## Start
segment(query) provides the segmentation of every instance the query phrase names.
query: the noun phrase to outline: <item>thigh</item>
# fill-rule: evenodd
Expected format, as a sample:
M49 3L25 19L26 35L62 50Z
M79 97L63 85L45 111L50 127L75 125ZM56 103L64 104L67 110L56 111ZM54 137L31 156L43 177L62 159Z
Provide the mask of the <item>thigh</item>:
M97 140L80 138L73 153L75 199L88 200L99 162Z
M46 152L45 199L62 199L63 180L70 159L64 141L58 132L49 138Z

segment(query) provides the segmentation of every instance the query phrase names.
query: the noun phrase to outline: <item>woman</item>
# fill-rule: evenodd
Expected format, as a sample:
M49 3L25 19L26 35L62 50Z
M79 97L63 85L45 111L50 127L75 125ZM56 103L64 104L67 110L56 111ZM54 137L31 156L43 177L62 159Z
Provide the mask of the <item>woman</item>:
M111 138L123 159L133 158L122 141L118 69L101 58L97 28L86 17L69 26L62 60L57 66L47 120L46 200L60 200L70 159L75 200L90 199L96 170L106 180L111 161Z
## End
== Prompt ==
Set down every line of the material above again, character for character, with nothing changed or left out.

== Correct answer ==
segment(query) provides the segmentation of every instance the query phrase names.
query: the noun phrase to outline: <item>thigh</item>
# fill-rule: evenodd
Expected format, as a sample:
M49 3L25 19L26 35L62 50Z
M79 97L63 85L45 111L50 127L75 125ZM56 103L64 104L67 110L56 111ZM54 137L31 156L43 177L62 159Z
Provide the mask of the <item>thigh</item>:
M97 140L80 138L73 153L75 199L88 200L99 162Z
M46 152L45 199L62 199L63 180L70 159L64 141L58 132L49 138Z

segment(query) provides the segmentation of every instance the query phrase names.
query: the noun phrase to outline: <item>woman</item>
# fill-rule: evenodd
Expected format, as a sample:
M49 3L25 19L26 35L62 50Z
M79 97L63 85L45 111L50 127L75 125ZM56 103L64 104L67 110L56 111ZM54 137L31 156L43 177L62 159Z
Provide the mask of the <item>woman</item>:
M111 138L123 159L133 158L122 141L118 69L101 58L97 28L86 17L69 26L62 60L57 66L47 120L46 200L60 200L70 159L75 200L90 199L96 170L106 180L111 161Z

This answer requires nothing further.